• Task to complete: The required output consists solely of the lines from the line containing "of the bench" through the end of the records, copied exactly.

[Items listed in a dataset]
□ □ □ □ □ □ □
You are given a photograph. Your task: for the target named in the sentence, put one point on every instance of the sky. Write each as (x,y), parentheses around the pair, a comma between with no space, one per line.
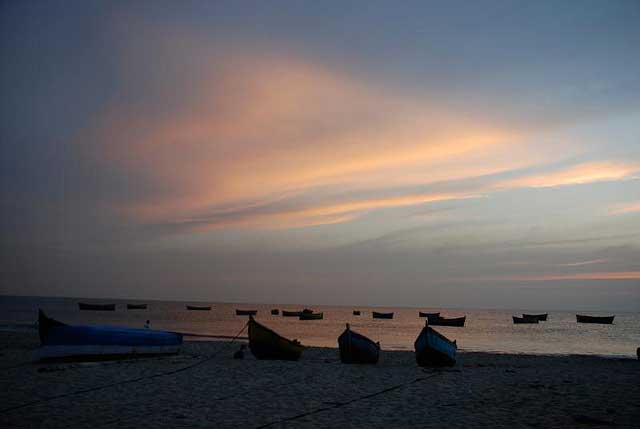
(426,154)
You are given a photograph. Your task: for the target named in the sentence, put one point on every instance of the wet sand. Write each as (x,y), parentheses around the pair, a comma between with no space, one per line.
(204,386)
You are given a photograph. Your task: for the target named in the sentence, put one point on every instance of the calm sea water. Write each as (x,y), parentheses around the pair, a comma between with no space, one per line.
(485,330)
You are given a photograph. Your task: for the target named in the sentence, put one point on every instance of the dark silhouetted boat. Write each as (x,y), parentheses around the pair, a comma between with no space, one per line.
(60,341)
(246,312)
(428,315)
(444,321)
(377,315)
(311,316)
(434,349)
(267,344)
(605,320)
(199,308)
(136,306)
(538,317)
(97,307)
(356,348)
(523,320)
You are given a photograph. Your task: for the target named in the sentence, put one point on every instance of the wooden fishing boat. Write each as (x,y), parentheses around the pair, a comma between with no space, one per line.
(136,306)
(444,321)
(97,307)
(434,349)
(428,315)
(539,317)
(311,316)
(267,344)
(377,315)
(522,320)
(605,320)
(246,312)
(60,341)
(356,348)
(199,308)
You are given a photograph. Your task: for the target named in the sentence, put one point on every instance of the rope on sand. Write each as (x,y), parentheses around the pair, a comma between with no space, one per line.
(342,404)
(132,380)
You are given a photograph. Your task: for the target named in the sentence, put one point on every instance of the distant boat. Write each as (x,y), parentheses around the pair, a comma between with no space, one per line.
(62,341)
(356,348)
(539,317)
(311,316)
(606,320)
(136,306)
(428,315)
(246,312)
(377,315)
(521,320)
(195,307)
(443,321)
(267,344)
(434,349)
(97,307)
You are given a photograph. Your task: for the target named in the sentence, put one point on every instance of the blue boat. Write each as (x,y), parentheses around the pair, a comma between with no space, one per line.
(356,348)
(434,349)
(60,341)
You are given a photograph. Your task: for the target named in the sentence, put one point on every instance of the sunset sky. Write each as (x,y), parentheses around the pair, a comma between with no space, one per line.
(456,154)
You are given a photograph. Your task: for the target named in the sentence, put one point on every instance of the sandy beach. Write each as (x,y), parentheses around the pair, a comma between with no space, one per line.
(204,386)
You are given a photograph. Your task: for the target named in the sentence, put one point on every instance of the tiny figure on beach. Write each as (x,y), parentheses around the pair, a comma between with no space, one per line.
(240,353)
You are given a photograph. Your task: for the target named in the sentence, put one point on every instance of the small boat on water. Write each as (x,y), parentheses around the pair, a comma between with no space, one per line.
(522,320)
(428,315)
(539,317)
(605,320)
(434,349)
(444,321)
(377,315)
(60,341)
(311,316)
(356,348)
(136,306)
(267,344)
(96,307)
(246,312)
(199,308)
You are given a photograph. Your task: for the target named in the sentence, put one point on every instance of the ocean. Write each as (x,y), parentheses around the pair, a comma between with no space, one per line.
(484,330)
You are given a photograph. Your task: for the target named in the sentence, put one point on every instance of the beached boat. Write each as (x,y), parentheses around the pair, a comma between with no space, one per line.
(428,315)
(539,317)
(356,348)
(136,306)
(605,320)
(199,308)
(267,344)
(246,312)
(377,315)
(522,320)
(97,307)
(311,316)
(434,349)
(444,321)
(68,342)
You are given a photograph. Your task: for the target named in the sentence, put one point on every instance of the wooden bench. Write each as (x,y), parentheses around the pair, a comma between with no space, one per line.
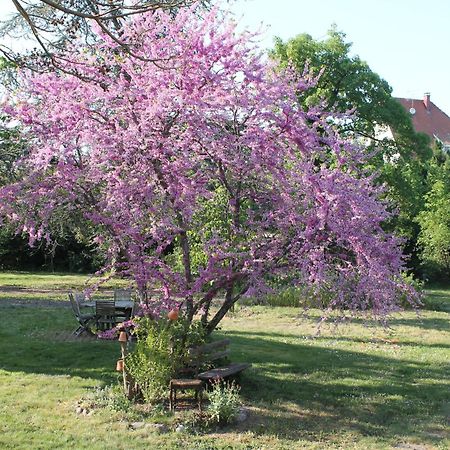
(198,358)
(208,353)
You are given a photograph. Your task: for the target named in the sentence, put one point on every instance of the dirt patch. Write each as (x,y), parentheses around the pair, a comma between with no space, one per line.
(31,303)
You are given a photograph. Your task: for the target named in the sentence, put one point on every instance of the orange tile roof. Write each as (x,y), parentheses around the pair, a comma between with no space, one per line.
(428,118)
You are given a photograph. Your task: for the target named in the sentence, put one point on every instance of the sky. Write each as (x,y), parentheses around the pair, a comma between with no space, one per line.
(407,42)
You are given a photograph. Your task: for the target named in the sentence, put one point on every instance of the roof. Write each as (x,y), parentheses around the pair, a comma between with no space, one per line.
(428,118)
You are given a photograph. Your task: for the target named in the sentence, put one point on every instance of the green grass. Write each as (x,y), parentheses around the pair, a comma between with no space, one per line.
(357,387)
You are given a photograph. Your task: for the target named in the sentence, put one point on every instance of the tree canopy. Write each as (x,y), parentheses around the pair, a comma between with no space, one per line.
(201,174)
(347,83)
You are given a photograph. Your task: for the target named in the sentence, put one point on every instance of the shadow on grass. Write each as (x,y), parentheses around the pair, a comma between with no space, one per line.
(31,343)
(300,391)
(308,391)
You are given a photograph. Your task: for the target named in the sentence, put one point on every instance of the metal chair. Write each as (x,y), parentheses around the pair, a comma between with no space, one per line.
(83,319)
(105,314)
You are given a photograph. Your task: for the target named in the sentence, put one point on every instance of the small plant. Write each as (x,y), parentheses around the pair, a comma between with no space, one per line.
(108,397)
(224,402)
(159,353)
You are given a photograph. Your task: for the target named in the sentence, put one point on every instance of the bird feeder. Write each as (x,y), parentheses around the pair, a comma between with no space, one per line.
(119,365)
(123,336)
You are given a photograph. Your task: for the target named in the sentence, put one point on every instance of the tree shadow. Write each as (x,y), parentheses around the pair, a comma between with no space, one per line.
(307,391)
(31,343)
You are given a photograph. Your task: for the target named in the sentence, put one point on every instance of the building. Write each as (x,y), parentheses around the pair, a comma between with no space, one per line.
(429,119)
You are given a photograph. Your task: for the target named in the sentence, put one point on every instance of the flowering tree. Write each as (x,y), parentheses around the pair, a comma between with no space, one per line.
(192,163)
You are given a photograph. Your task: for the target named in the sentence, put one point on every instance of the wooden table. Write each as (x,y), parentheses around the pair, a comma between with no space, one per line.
(124,306)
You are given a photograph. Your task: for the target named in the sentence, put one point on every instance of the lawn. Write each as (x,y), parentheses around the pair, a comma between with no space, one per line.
(357,387)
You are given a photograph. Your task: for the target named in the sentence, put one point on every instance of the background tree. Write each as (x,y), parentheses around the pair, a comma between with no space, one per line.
(209,152)
(347,83)
(434,220)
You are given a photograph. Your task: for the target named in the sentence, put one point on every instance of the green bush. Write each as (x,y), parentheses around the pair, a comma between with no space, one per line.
(159,353)
(224,402)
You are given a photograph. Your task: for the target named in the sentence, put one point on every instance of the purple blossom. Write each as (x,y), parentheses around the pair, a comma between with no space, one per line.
(144,146)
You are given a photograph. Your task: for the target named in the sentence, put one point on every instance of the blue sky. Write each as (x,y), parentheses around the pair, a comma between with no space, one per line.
(407,42)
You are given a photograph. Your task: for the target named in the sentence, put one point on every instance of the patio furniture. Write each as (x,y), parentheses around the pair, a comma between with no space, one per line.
(83,319)
(105,314)
(122,294)
(123,297)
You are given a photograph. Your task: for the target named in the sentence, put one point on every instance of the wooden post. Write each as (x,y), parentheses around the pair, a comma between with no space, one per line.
(127,388)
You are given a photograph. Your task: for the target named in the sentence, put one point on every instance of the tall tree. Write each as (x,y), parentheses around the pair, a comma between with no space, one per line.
(434,220)
(346,83)
(211,152)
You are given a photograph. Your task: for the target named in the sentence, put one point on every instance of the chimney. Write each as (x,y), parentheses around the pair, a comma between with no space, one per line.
(426,100)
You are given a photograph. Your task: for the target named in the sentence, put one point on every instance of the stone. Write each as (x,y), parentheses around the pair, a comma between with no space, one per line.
(180,428)
(137,425)
(158,427)
(242,415)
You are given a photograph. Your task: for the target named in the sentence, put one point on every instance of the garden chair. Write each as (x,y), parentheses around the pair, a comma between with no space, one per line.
(122,294)
(83,319)
(105,314)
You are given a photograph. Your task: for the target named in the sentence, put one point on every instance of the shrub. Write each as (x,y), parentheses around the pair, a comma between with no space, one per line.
(159,353)
(224,402)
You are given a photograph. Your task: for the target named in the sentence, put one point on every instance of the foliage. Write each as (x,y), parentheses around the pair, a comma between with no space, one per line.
(136,150)
(434,222)
(52,24)
(347,83)
(224,402)
(110,396)
(160,351)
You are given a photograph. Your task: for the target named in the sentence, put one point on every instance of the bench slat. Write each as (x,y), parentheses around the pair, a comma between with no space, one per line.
(206,348)
(223,372)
□ □ □ □ □ □ □
• Response to the exercise:
You are given a photograph. Your task: for the target named in the sentence, put one point on every instance of the bench slat. Write each as (x,y), parentheses around the pair, a comma between with no space, one per line.
(206,348)
(223,372)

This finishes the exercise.